→ GIVEN PASSAGE:
begin

Collin Wright

No. 37 – Houston Texans
- Position: Cornerback
- Roster status: Active

Personal information
- Born: December 13, 2003 (age 22)
- Listed height: 6 ft 0 in (1.83 m)
- Listed weight: 195 lb (88 kg)

Career information
- High school: Manvel (Manvel, Texas)
- College: Stanford (2022–2025)
- NFL draft: 2026: undrafted

Career history
- Houston Texans (2026–present);
- Stats at Pro Football Reference

= Collin Wright =

Collin Wright (born December 13, 2003) is an American professional football cornerback for the Houston Texans of the National Football League (NFL). He played college football for the Stanford Cardinal.
==Early life==
Wright was born on December 13, 2003, and grew up in Missouri City, Texas. He first played football at age five and also participated in soccer, track and lacrosse growing up. Wright attended St. Pius X High School where he played football and was a second-team all-state and first-team all-district selection in his sophomore year. He transferred to Manvel High School the next year. In 2020 at Manvel, he posted 59 tackles and four interceptions. Wright recorded 52 tackles and three interceptions as a senior in 2021. He was first-team all-state as a junior and first-team all-district as a junior and senior. In high school, he also competed in basketball and track. A three-star recruit, he committed to play college football for the Stanford Cardinal.

==College career==
Wright made four appearances as a true freshman in 2022, recording five tackles while redshirting. He then posted 61 tackles, 5.0 tackles-for-loss (TFLs) and an interception in 2023. In 2024, Wright had 45 tackles, 2.5 TFLs, three interceptions and five passes defended while starting 11 games. He only appeared in nine games in 2025 due to injury, posting 33 tackles and an interception. Although he had a remaining season of eligibility, Wright declared for the NFL draft after the 2025 season, concluding his collegiate career with 144 tackles and five interceptions in 36 games. He graduated from college in 2025 and was invited to the 2026 Senior Bowl.

end

→ GIVEN PROBLEM A:
Please extract, word for word, the part of the article on Collin Wright from "- Listed height: 6" up to and including "College: Stanford (2022–2025)".
The article on Collin Wright has no connection to the records.

(Dataset excerpt)
begin

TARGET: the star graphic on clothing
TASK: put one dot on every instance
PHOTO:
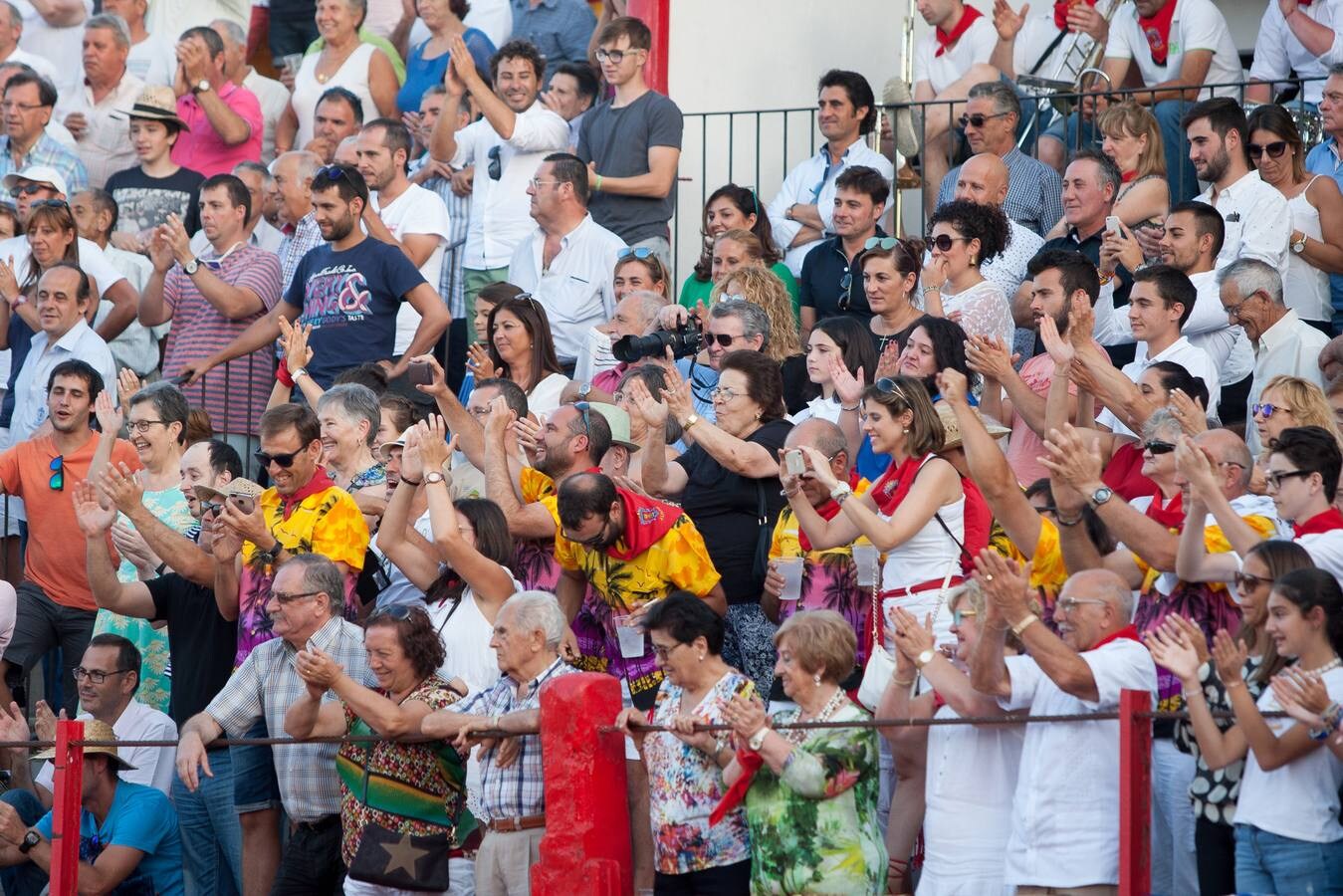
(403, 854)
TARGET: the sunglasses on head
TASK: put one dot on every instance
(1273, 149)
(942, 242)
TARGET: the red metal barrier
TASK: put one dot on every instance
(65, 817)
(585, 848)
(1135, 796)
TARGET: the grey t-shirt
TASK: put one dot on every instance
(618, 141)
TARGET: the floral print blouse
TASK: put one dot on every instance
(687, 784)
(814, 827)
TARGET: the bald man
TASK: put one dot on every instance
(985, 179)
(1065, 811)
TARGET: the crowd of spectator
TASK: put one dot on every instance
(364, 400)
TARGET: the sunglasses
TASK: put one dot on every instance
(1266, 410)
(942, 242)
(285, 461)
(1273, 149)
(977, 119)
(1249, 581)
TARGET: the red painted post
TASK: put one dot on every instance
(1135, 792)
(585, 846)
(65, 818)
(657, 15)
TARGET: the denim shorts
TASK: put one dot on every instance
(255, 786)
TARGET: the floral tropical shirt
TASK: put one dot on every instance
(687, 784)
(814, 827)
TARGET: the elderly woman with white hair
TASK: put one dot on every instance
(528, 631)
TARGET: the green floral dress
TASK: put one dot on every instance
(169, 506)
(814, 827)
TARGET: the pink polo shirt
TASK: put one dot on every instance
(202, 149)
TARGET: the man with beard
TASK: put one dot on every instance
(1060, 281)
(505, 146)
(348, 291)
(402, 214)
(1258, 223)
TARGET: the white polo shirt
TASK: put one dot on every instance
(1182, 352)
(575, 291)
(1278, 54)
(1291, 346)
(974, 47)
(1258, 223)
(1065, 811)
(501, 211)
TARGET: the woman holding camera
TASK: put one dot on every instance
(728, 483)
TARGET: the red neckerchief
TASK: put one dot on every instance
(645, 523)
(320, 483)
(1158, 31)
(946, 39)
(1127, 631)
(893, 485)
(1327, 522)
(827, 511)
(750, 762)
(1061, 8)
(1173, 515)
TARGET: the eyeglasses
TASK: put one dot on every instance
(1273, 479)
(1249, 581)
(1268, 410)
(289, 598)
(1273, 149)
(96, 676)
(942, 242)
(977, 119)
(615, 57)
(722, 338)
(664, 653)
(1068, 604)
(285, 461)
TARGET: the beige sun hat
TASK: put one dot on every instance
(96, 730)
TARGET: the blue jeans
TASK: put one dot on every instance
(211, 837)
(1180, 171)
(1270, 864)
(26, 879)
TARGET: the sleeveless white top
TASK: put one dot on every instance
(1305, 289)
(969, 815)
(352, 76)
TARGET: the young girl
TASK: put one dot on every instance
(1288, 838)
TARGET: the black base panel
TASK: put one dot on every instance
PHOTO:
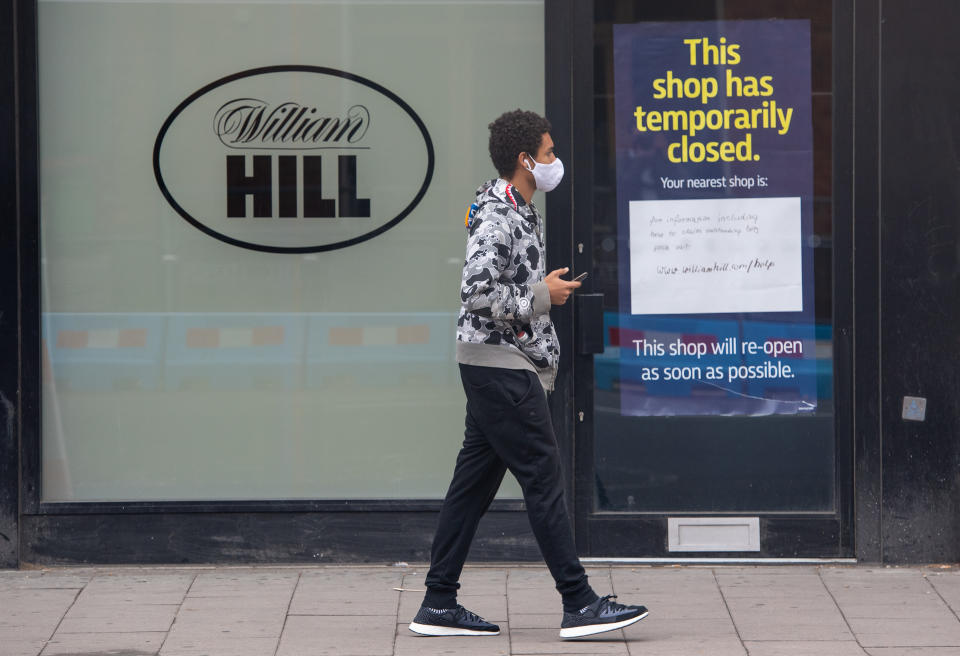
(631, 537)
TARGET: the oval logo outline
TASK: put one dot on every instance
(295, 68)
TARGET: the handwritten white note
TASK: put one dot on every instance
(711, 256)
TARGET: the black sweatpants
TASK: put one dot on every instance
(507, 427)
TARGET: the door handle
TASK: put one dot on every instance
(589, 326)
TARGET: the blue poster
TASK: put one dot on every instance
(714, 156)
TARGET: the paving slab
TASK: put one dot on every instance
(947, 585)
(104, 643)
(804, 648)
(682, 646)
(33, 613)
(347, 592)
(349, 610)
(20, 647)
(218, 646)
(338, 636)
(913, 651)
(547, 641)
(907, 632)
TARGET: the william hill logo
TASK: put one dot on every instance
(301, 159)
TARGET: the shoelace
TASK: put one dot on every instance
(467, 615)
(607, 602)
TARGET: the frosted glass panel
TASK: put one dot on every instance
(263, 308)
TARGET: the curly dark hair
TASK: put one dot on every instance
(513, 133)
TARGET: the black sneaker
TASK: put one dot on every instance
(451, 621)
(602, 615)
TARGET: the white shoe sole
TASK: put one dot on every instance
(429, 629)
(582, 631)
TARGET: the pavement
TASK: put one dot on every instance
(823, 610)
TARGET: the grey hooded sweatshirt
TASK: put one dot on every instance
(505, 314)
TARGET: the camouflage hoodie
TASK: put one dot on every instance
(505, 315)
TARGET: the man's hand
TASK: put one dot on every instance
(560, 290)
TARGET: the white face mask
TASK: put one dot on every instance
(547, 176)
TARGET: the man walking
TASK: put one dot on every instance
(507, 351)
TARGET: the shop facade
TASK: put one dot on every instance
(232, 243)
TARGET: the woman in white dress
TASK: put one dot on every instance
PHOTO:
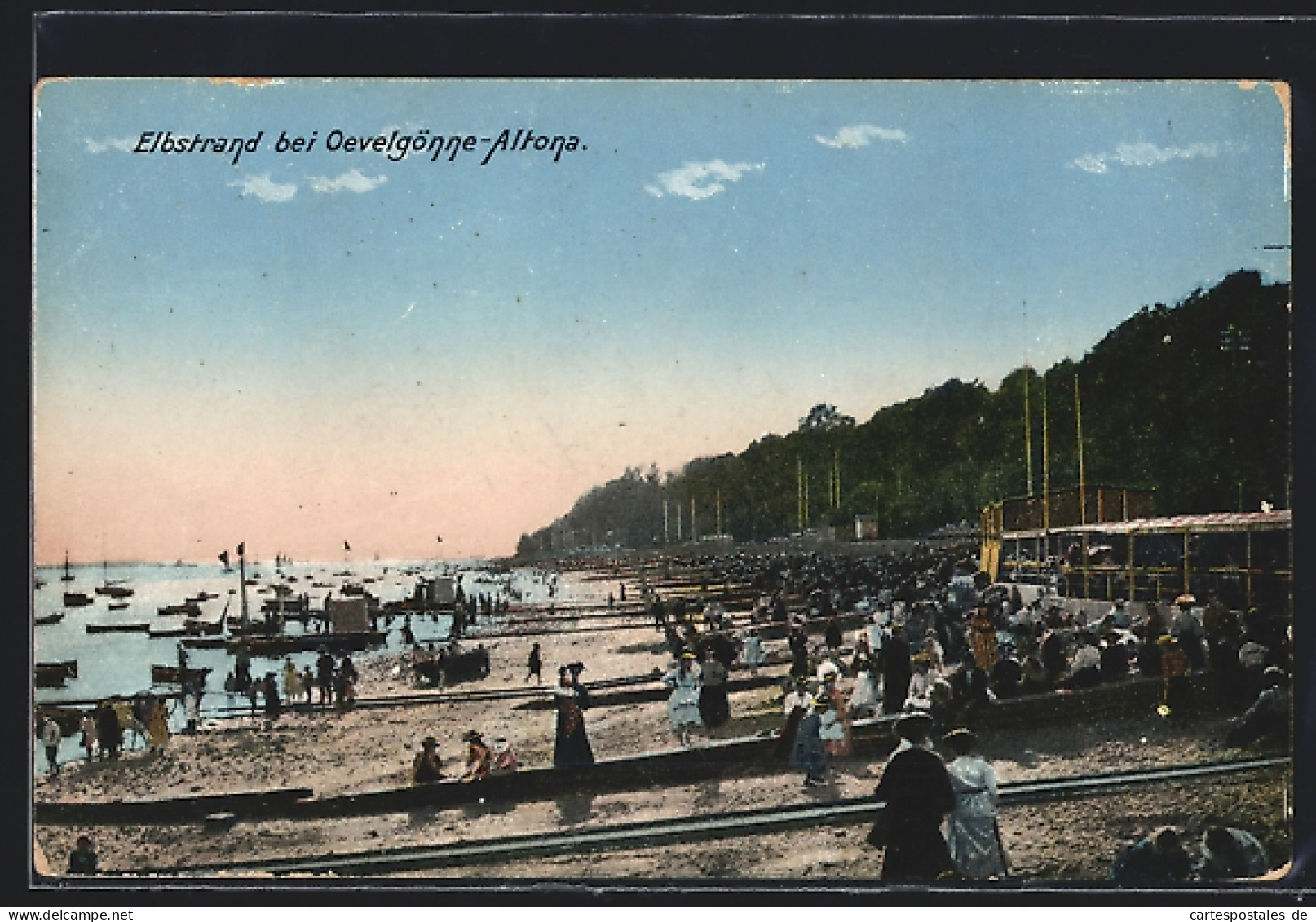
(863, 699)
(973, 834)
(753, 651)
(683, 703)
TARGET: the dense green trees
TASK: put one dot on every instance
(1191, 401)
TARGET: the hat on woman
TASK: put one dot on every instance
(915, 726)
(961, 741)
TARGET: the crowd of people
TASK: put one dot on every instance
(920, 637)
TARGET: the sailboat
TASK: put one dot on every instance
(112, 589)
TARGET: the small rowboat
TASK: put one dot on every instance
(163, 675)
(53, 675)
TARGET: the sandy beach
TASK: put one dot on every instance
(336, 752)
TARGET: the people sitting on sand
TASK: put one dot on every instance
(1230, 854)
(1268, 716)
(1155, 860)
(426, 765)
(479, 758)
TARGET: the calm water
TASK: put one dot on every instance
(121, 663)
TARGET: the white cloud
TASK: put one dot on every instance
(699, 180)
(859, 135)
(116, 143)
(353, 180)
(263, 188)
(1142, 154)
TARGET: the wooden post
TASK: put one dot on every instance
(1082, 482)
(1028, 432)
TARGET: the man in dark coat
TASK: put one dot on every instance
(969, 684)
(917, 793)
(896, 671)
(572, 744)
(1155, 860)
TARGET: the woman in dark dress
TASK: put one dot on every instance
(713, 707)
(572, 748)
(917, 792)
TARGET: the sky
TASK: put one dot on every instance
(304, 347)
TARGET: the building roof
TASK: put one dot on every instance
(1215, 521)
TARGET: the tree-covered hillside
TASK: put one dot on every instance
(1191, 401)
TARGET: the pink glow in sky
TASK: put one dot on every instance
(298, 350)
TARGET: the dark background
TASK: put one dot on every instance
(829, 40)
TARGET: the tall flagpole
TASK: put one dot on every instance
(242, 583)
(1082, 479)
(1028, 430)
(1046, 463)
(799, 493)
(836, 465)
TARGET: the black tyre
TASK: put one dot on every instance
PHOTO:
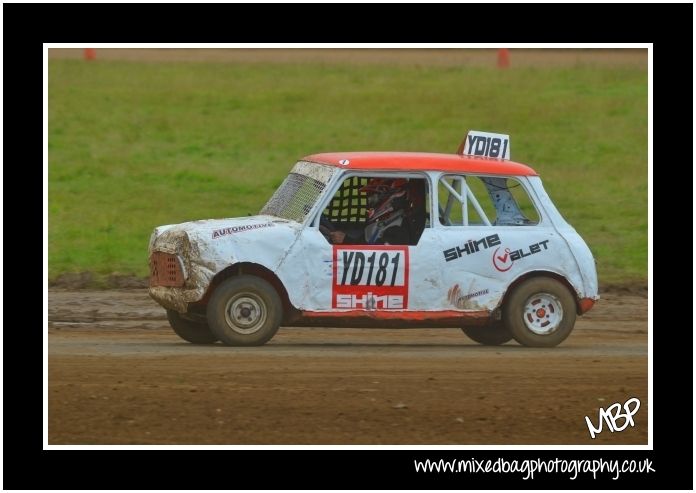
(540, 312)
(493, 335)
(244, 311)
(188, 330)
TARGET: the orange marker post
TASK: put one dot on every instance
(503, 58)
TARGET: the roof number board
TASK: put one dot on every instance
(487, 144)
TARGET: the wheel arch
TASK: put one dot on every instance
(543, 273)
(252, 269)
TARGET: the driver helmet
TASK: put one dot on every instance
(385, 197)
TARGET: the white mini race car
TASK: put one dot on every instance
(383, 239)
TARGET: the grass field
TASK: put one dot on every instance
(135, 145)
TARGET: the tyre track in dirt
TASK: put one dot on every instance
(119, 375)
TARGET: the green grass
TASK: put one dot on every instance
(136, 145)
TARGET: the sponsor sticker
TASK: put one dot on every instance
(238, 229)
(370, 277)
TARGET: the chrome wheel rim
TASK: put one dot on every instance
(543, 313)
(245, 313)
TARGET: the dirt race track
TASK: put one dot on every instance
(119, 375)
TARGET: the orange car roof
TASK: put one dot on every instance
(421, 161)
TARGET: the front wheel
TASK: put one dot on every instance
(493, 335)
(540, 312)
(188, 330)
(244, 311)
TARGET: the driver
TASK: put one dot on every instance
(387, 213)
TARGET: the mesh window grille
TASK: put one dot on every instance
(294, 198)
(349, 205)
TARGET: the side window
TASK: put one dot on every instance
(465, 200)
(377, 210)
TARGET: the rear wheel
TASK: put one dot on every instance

end

→ GIVEN PROBLEM B:
Update the records from their start up to and including the line with "(1135, 796)" by replacing "every instance" with "each occurrence", keeping all else unchanged. Return only those lines, and leave the pictures out.

→ COMPLETE OUTPUT A:
- Listed height: 6 ft 0 in (1.83 m)
- Listed weight: 195 lb (88 kg)

Career information
- High school: Manvel (Manvel, Texas)
- College: Stanford (2022–2025)

→ COMPLETE OUTPUT B:
TARGET: the star graphic on clothing
TASK: put one dot on each occurrence
PHOTO:
(403, 854)
TARGET: the sunglasses on head
TASK: put one dot on each occurrence
(1273, 149)
(942, 242)
TARGET: the red metal barrier
TASK: put one dot on each occurrence
(65, 817)
(585, 848)
(1135, 796)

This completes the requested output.